*Excerpted passage*:
********
CDC officials track the rate at which citizens of the U.S. die and how long they are expected to live. According to the latest report the average life expectancy in the United States is 78.8 years (down 0.1 years from 2015).
Life Expectancy in the U.S.
While an overall life expectancy decrease of 0.1 years doesn’t seem large. The more disturbing fact is that the overall death rate has increased for the first time in over a decade, especially in people ages 65 and younger.
“This is a big deal,” said Philip Morgan, a demographer at the University of North Carolina, Chapel Hill. “There’s not a better indicator of well-being than life expectancy. The fact that it’s leveling off in the U.S. is a striking finding.”
What Does the Declining Life Expectancy Mean?
Robert Anderson, Chief of the Mortality Statistics Branch of the National Center for Health Statistics, which released the report, said that the findings in this year’s report could simply be a one-time occurrence. This is because analysis from the first half of 2016 suggests that life expectancy will likely be back up for next year’s report.
The group of researchers will have to wait for data to come in for the second half of 2016 to determine if that is the case. Anderson said that the data from 2015 is still worth paying attention to though. Throughout 2015 the death rate in the U.S. increased from 724.6 per 100,000 people to 733.1 per 100,000.
********
*Available data*:

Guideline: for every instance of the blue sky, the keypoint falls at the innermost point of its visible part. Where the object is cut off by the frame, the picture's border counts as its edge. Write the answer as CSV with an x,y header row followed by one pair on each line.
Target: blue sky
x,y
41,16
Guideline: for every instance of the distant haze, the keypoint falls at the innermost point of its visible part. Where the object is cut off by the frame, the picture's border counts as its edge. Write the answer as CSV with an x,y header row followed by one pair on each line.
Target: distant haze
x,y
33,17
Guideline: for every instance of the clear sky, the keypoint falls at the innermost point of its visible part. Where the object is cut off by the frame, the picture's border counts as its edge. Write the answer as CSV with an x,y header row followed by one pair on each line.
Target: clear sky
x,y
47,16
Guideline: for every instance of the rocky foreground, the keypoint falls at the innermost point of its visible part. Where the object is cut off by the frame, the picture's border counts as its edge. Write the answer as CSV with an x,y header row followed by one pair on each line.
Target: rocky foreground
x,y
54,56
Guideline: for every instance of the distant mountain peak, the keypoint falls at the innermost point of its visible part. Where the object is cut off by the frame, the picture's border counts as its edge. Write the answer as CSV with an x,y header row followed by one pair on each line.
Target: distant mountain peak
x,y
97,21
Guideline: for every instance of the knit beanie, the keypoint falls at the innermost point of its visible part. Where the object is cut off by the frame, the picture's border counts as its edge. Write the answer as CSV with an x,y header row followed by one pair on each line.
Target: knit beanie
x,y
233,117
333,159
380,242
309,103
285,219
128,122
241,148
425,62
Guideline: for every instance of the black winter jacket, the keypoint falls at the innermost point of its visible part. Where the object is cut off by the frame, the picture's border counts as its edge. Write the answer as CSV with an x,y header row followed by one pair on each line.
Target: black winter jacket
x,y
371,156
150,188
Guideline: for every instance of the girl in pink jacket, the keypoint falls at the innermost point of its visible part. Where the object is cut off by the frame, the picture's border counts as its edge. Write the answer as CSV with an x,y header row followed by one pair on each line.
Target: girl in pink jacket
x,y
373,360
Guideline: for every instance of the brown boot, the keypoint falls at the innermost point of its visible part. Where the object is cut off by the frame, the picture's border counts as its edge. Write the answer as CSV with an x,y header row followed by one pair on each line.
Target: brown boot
********
*The problem*: In the life expectancy article, what did the U.S. death rate per 100,000 people rise from and to during 2015?

*Result*: From 724.6 to 733.1 per 100,000 people.